§ Provided passage
Hafizullah Shabaz Khail

Dr. Hafizullah Shabaz Khail is a citizen of Afghanistan, who was held in the United States‘s Guantanamo Bay detention camps, in Cuba.[1] American intelligence analysts estimate he was born in 1946, in Paktia, Afghanistan.

Hafizullah Shabaz Khail
Born 1946 (age 7475)
Paktia, Afghanistan
Detained at Guantanamo, BTIF
ISN 1001

According to the Center for Constitutional Rights Dr. Hafizullah Shabaz Khail, is an Afghan pharmacist who served in the transitional Afghan government after the Taliban’s fall and that he was the victim of false arrest while serving on a commission of elders attempting to uncover theft perpetrated by government officials.[2]

Hafizullah Shabaz Khail was repatriated to Afghanistan on December 12, 2007.[3]

He was captured, again, in his home, in September 2008.[4]

. . . Hafizullah Shabaz Khail . . .

On November 25, 2008 the Department of Defense published a list of when Guantanamo captives were repatriated.[5] According to that list he was repatriated on December 12, 2007.

The Center for Constitutional Rights reports that all of the Afghans repatriated to Afghanistan from April 2007 were sent to Afghan custody in the American built and supervised wing of the Pul-e-Charkhi prison near Kabul.[6]

The Associated Press reported on February 7, 2009, that “Hafizullah Shahbaz Khiel” was captured a second time in September 2008, less than a year after his December 2007 release from Guantanamo.[7][8] According to the Associated Press he is currently detained in the Bagram Theater internment facility. The Americans have been given affidavits, attesting to his innocence, from the elders on the village council, his Province’s Governor, the National Reconciliation Committee, and two members of the National Legislature, but he remains in detention.

§ Recorded information

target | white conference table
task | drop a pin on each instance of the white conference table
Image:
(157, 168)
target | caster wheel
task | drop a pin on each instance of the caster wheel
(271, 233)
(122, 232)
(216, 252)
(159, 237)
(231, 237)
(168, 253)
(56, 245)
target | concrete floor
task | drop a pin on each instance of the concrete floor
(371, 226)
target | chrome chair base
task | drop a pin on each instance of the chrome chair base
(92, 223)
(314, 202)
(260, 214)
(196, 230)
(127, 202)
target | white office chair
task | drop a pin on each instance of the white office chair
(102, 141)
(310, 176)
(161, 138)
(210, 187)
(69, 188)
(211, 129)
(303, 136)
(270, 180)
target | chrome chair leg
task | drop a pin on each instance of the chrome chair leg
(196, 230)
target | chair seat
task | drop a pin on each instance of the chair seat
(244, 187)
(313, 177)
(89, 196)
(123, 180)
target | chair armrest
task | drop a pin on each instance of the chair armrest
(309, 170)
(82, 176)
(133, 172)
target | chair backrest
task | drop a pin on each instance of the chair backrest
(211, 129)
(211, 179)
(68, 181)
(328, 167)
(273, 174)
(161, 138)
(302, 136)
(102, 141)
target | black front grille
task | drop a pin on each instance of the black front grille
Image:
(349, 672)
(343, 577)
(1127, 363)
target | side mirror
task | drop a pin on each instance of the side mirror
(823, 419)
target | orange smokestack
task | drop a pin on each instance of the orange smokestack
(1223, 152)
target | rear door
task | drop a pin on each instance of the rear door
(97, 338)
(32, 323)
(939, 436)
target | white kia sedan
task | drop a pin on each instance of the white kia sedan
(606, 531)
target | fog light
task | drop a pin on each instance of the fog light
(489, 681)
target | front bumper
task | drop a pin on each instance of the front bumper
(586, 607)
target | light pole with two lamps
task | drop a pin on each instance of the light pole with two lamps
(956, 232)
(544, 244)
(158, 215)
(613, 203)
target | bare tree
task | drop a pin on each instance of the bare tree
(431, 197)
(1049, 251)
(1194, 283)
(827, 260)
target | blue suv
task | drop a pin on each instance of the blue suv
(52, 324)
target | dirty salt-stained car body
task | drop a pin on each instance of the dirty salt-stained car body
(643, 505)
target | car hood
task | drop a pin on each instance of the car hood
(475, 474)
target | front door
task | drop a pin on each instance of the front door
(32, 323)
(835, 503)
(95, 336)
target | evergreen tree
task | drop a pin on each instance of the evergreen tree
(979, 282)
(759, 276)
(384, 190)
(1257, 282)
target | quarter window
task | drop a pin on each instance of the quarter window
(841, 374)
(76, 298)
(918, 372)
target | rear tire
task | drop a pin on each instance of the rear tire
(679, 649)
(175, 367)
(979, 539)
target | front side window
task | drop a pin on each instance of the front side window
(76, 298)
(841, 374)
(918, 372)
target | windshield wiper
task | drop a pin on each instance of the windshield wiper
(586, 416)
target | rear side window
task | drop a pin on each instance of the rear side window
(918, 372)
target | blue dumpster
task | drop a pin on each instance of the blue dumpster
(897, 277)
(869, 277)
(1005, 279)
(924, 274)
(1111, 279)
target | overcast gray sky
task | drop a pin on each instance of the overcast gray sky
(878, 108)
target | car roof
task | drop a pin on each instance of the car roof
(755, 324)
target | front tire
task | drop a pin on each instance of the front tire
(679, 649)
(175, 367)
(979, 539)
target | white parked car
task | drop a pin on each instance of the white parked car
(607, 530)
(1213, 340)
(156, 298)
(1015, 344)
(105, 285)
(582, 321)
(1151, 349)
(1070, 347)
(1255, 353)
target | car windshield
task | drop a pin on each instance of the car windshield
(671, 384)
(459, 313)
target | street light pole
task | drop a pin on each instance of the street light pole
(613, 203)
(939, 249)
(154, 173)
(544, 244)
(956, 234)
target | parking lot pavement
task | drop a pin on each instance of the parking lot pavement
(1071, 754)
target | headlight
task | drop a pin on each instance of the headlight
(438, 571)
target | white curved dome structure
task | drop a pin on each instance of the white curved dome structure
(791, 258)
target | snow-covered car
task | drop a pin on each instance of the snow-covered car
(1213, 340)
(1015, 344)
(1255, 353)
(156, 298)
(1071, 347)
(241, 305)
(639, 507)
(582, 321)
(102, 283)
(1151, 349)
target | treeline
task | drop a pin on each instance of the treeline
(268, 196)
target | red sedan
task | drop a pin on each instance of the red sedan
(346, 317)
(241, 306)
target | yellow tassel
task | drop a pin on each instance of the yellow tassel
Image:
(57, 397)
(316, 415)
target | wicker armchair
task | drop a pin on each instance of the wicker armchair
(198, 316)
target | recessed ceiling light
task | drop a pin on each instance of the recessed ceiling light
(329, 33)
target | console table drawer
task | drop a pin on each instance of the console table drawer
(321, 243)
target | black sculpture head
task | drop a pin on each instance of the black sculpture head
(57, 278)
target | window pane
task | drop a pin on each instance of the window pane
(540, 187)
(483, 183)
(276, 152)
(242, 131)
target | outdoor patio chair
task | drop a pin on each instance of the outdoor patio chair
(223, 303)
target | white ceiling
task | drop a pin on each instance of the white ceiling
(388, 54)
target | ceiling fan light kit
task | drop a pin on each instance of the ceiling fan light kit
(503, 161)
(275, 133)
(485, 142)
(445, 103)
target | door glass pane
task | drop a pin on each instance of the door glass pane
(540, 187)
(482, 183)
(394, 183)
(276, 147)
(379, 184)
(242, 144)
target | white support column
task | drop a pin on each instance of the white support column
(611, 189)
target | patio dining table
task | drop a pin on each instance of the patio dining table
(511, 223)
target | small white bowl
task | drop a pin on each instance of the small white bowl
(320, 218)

§ Exercise objective
Write out the Hafizullah Shabaz Khail biography again in full, word for word. The rows are separate material, unconnected to the Hafizullah Shabaz Khail biography.

§ Task result
Hafizullah Shabaz Khail

Dr. Hafizullah Shabaz Khail is a citizen of Afghanistan, who was held in the United States‘s Guantanamo Bay detention camps, in Cuba.[1] American intelligence analysts estimate he was born in 1946, in Paktia, Afghanistan.

Hafizullah Shabaz Khail
Born 1946 (age 7475)
Paktia, Afghanistan
Detained at Guantanamo, BTIF
ISN 1001

According to the Center for Constitutional Rights Dr. Hafizullah Shabaz Khail, is an Afghan pharmacist who served in the transitional Afghan government after the Taliban’s fall and that he was the victim of false arrest while serving on a commission of elders attempting to uncover theft perpetrated by government officials.[2]

Hafizullah Shabaz Khail was repatriated to Afghanistan on December 12, 2007.[3]

He was captured, again, in his home, in September 2008.[4]

. . . Hafizullah Shabaz Khail . . .

On November 25, 2008 the Department of Defense published a list of when Guantanamo captives were repatriated.[5] According to that list he was repatriated on December 12, 2007.

The Center for Constitutional Rights reports that all of the Afghans repatriated to Afghanistan from April 2007 were sent to Afghan custody in the American built and supervised wing of the Pul-e-Charkhi prison near Kabul.[6]

The Associated Press reported on February 7, 2009, that “Hafizullah Shahbaz Khiel” was captured a second time in September 2008, less than a year after his December 2007 release from Guantanamo.[7][8] According to the Associated Press he is currently detained in the Bagram Theater internment facility. The Americans have been given affidavits, attesting to his innocence, from the elders on the village council, his Province’s Governor, the National Reconciliation Committee, and two members of the National Legislature, but he remains in detention.